-- Written exercise --
Rewrite all the records below, replacing every instance of "kids chair" with "child's chair" and leaving everything else unchanged. Omit the pictures from your answer.

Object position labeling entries
>> Start

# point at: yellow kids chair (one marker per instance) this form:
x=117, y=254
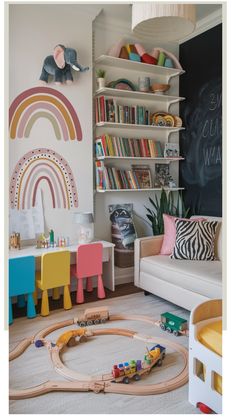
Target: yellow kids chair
x=55, y=272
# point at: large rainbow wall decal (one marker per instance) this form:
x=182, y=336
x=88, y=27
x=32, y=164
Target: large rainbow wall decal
x=34, y=167
x=43, y=102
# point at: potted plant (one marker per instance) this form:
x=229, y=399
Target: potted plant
x=165, y=206
x=100, y=78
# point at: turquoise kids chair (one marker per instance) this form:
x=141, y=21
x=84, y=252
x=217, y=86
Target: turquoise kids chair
x=21, y=282
x=88, y=264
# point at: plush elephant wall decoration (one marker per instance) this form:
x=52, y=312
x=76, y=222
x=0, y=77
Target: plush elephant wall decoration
x=60, y=64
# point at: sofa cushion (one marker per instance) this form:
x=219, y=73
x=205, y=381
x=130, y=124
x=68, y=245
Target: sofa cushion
x=168, y=243
x=203, y=277
x=218, y=239
x=195, y=240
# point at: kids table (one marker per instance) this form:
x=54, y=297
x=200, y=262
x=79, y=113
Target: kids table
x=108, y=258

>> End

-- The result --
# point at: yellow child's chair (one marker per instance) this form:
x=117, y=254
Target: yellow child's chair
x=55, y=272
# point at: large rainbow wall decal (one marker per instance) this form:
x=182, y=336
x=88, y=27
x=32, y=164
Target: large rainbow wall decal
x=34, y=167
x=43, y=102
# point at: potted plant (one marker per instance) this form:
x=229, y=399
Target: potted plant
x=165, y=206
x=100, y=78
# point at: turquoise child's chair (one marker per instance) this form:
x=141, y=21
x=84, y=252
x=217, y=86
Target: turquoise child's chair
x=21, y=282
x=88, y=264
# point at: plush elephant wall decoration (one marker per instance) this form:
x=52, y=312
x=76, y=222
x=0, y=77
Target: plush elephant wall decoration
x=60, y=64
# point at: sofa cushion (one marker per instance) this form:
x=219, y=73
x=205, y=381
x=130, y=124
x=68, y=245
Target: sofa cushion
x=168, y=243
x=203, y=277
x=218, y=239
x=195, y=240
# point at: kids table (one marker per instance) this form:
x=54, y=297
x=200, y=262
x=79, y=113
Target: kids table
x=108, y=258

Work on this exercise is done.